↓
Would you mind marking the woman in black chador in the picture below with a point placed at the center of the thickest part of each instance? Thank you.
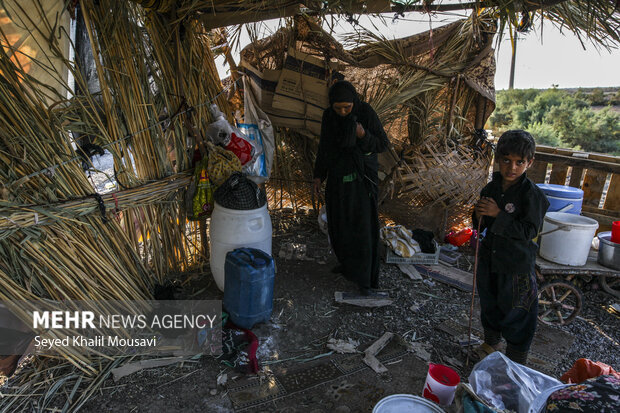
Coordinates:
(351, 137)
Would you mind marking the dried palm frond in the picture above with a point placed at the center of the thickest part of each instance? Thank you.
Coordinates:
(157, 79)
↑
* Problem details:
List the lines of the entries that include "Would".

* Reply to the exercise:
Would you mind marking the woman in black chador in the picture below with a point placed at the center of the thickest part of each instance? Thank you.
Would you mind marking the dried palm frond in the picture above with a point placed at the center of the thickest part of each instance? Thank you.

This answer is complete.